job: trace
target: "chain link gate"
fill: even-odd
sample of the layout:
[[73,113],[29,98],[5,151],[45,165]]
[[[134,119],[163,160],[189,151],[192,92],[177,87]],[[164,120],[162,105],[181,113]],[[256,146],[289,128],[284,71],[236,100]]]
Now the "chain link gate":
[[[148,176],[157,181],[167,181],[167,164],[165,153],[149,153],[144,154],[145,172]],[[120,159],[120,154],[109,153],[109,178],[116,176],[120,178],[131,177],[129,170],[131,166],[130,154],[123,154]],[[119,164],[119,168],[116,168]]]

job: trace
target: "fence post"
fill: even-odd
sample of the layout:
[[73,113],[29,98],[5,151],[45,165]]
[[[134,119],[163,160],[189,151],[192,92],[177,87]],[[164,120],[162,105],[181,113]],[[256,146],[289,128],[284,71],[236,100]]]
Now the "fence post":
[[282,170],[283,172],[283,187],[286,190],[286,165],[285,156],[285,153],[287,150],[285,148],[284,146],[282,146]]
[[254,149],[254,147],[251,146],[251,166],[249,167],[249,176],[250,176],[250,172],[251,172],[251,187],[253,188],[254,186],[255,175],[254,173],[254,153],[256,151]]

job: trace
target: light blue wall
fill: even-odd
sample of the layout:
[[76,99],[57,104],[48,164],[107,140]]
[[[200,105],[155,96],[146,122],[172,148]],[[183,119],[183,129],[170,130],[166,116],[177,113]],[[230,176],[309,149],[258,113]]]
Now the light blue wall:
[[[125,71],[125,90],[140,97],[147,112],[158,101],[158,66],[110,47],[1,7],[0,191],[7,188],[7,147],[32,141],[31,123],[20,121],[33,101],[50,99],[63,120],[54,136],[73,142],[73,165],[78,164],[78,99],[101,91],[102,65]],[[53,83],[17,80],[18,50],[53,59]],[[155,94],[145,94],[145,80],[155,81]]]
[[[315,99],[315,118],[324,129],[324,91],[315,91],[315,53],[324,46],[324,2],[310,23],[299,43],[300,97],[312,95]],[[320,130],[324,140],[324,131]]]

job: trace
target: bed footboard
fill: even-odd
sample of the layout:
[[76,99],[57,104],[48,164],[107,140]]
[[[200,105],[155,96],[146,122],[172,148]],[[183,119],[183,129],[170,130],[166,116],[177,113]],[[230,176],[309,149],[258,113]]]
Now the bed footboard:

-*-

• **Problem to solve**
Update all four rows above by changing "even-odd" to "nonzero" wherever it appears, and leave every other line unchanged.

• **Response for this exercise**
job: trace
target: "chain link gate"
fill: nonzero
sample of the layout:
[[73,113],[29,98],[5,151],[45,165]]
[[[134,119],[163,160],[189,151],[192,92],[177,87]],[[164,120],[162,105],[181,113]],[[256,146],[289,128],[284,71],[236,100]]]
Now the "chain link gate":
[[[148,176],[157,181],[167,181],[167,164],[165,153],[149,153],[144,154],[145,172]],[[120,159],[120,154],[109,153],[109,178],[116,176],[120,178],[131,177],[129,170],[131,166],[130,154],[123,154]],[[119,164],[119,168],[116,168]]]

job: trace
target: "fence post"
fill: nonzero
sample of the layout:
[[73,113],[29,98],[5,151],[45,165]]
[[[134,119],[163,160],[189,151],[192,92],[177,87]],[[164,120],[162,105],[181,113]],[[256,146],[289,128],[284,71],[236,100]]]
Now the "fence post":
[[282,170],[283,172],[283,187],[286,190],[286,165],[285,156],[285,153],[287,150],[285,148],[284,146],[282,146]]
[[254,149],[254,147],[251,146],[251,166],[249,167],[249,176],[250,176],[250,172],[251,172],[251,187],[253,188],[254,186],[255,175],[254,173],[254,153],[256,151]]

job: trace
target: light blue wall
fill: nonzero
sample of the layout:
[[76,99],[57,104],[48,164],[107,140]]
[[[200,105],[155,96],[146,122],[172,148]],[[183,119],[183,129],[170,130],[166,116],[177,113]],[[230,176],[309,149],[258,113]]]
Now the light blue wall:
[[[125,71],[125,90],[140,97],[147,112],[158,101],[158,66],[110,47],[1,7],[0,191],[7,188],[7,147],[32,141],[31,123],[20,121],[33,101],[50,99],[63,120],[54,136],[73,142],[73,165],[78,164],[78,99],[101,91],[102,65]],[[53,83],[17,80],[18,50],[53,59]],[[155,94],[145,94],[145,80],[155,81]]]
[[[315,99],[315,118],[324,129],[324,91],[315,91],[315,53],[324,46],[324,2],[310,23],[299,43],[300,97],[312,95]],[[320,130],[324,140],[324,131]]]

job: trace
target: bed footboard
fill: nonzero
sample of the layout:
[[76,99],[57,104],[48,164],[107,140]]
[[[200,105],[155,96],[146,122],[172,148]],[[183,119],[183,129],[170,130],[166,116],[177,113]],[[230,176],[309,149],[258,113]]]
Now the bed footboard:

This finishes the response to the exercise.